_Source document_:
2. In this revision petition, it has been stated that in a suit for declaration and
permanent prohibitory injunction titled Parshotam Dass (by his legal
representative Raj Kumar) Vs. Swaran Singh, the defendant (herein
respondent) proceeded against ex parte after he failed to appear in the case
continuously for several dates of hearing and ultimately after recording ex
parte evidence a decree was passed on 27.02.2012, declaring the alleged
adoption of defendant No.1 by one Smt. Khetri Devi, the paternal aunt of
the petitioner, to be null and void, and defendant was permanently
restrained from selling alienating, interfering or transferring any movable or
immovable property of the said Smt. Khetri Devi. It has further been
stated that the husband of the one Smt. Khetri Devi, Sh. Ram Nath, was one
of the members of the family along with Sh. Lekh Raj, Parshotam Dass and
Kuldeep Raj (sons of sh. Lakmi Chand), whom land measuring 16 kanals 3
marlas in Khasra Nos.34, 35, 62 and 69 of village Kotli Gallabana was

C. Rev. No.18/2013 Page 1 of 11
allotted , and all the four were entitled to the said land and the rights about
the same, whether occupancy or otherwise, in equal shares. The said Sh.

_Listing_:

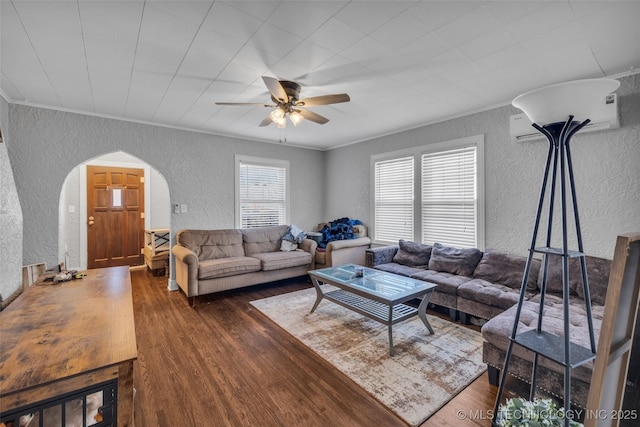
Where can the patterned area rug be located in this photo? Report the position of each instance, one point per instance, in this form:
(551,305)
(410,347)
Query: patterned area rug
(426,372)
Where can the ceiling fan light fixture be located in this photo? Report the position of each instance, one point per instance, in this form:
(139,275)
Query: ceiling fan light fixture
(296,117)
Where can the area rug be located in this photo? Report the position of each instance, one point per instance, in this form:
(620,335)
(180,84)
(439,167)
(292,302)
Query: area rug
(426,372)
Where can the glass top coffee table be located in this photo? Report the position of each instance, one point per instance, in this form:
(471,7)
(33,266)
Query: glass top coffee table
(373,293)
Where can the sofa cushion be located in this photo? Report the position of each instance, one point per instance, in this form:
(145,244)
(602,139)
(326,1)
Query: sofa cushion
(448,283)
(279,260)
(504,269)
(401,269)
(412,254)
(598,270)
(454,260)
(263,239)
(223,267)
(491,294)
(212,244)
(498,330)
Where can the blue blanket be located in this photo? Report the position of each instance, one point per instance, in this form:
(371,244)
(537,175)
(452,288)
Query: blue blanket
(339,229)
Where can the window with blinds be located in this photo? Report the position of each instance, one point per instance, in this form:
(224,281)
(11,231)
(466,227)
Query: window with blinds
(262,193)
(394,193)
(430,194)
(449,201)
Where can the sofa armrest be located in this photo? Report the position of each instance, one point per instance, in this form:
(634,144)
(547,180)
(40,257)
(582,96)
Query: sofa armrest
(348,243)
(340,252)
(186,269)
(309,245)
(380,255)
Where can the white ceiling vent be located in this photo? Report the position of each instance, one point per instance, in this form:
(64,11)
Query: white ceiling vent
(604,117)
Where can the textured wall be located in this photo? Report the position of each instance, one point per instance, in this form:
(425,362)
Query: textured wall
(198,168)
(605,164)
(10,216)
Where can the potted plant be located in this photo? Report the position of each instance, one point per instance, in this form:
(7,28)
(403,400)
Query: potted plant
(525,413)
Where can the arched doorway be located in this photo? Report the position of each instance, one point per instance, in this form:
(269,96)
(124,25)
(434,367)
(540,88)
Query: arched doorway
(72,226)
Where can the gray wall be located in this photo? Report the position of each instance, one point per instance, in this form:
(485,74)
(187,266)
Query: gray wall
(606,165)
(198,168)
(10,215)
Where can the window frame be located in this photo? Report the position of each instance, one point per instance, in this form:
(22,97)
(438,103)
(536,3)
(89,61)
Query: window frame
(417,153)
(261,161)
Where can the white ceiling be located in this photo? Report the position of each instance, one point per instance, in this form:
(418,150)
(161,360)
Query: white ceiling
(404,63)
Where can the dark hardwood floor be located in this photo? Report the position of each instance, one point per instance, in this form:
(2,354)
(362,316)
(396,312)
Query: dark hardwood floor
(225,364)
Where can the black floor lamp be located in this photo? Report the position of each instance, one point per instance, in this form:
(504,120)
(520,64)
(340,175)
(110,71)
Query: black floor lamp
(558,112)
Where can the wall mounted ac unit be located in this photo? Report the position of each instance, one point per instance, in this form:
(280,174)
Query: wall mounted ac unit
(604,117)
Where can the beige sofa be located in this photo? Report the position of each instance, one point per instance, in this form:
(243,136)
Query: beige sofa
(340,252)
(210,261)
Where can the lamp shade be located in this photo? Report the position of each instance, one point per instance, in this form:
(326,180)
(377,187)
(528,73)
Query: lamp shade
(555,103)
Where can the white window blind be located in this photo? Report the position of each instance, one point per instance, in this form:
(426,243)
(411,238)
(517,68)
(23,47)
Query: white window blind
(263,195)
(394,199)
(449,198)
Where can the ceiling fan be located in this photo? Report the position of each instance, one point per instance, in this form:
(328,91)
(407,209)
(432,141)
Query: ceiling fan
(285,94)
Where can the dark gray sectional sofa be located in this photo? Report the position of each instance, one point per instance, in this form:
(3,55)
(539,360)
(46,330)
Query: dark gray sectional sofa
(487,285)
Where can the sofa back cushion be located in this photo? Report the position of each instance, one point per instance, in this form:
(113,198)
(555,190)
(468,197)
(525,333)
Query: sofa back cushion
(598,270)
(454,260)
(504,269)
(263,239)
(412,254)
(212,244)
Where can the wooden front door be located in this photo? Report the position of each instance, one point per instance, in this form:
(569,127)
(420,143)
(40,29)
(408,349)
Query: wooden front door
(115,216)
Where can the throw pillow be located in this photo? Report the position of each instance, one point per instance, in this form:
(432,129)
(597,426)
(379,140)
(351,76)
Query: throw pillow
(412,254)
(453,260)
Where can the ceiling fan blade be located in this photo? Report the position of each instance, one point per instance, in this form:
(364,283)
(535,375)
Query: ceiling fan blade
(276,89)
(245,104)
(314,117)
(323,100)
(266,122)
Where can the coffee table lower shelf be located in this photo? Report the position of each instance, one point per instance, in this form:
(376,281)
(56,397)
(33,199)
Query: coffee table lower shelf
(383,313)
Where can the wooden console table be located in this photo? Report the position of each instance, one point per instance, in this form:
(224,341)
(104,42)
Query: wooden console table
(57,339)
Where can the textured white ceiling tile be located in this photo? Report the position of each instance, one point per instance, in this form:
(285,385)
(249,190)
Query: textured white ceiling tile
(605,28)
(468,27)
(615,60)
(447,61)
(20,64)
(309,54)
(367,50)
(181,95)
(208,55)
(272,39)
(549,18)
(163,41)
(190,11)
(366,17)
(260,9)
(426,47)
(298,18)
(437,14)
(400,30)
(335,35)
(62,56)
(110,42)
(488,43)
(226,19)
(509,11)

_Short task 1_:
Answer these from the revision petition excerpt:
(a) On what date was the ex parte decree passed?
(b) How was Smt. Khetri Devi related to the petitioner?
(c) In which village was the land in Khasra Nos. 34, 35, 62 and 69 located?
_Short task 2_:
Write the next part of the revision petition excerpt, picking up from the point where it stops.

_Result 1_:
(a) 27.02.2012
(b) She was the petitioner's paternal aunt.
(c) Kotli Gallabana

_Result 2_:
Ram Nath expired, leaving behind his widow Smt. Khetri, and she is said to
have later, after the death of her husband, adopted one Sh. Swaran Singh as
her son. Sh. Parshotam Dass, one of the members of the said family, filed a
suit for declaration that the alleged adoption by the said Smt. Khetri Devi
was null and void and also for permanent prohibitory injunction restraining
the defendant from interfering, selling or transferring the said land or any
part thereof. The defendant filed his written statement on 10.12.2010 and
thereafter absented himself on several dates of hearing. The Court, being
satisfied that there was no cause for the defendant not to appear in the case,
proceeded ex parte against him on 20.09.2011. In the meantime, father of
the petitioner, Sh. Parshotam Dass (Plaintiff), died on 01.03.2011, and the
petitioner was brought on record as the legal representative of the deceased
on 06.01.2012, of course upon his application in that behalf. The Court,
after recording ex parte evidence, decreed the suit on 27.02.2012. Long
thereafter, the defendant made an application for setting aside the ex parte
decree under Order 9 Rule 13 of the Code of Civil Procedure on 05.06.2012,
obviously long after the expiry of the period of limitation; and along with
prayer for condoning delay by means of a separate application was filed .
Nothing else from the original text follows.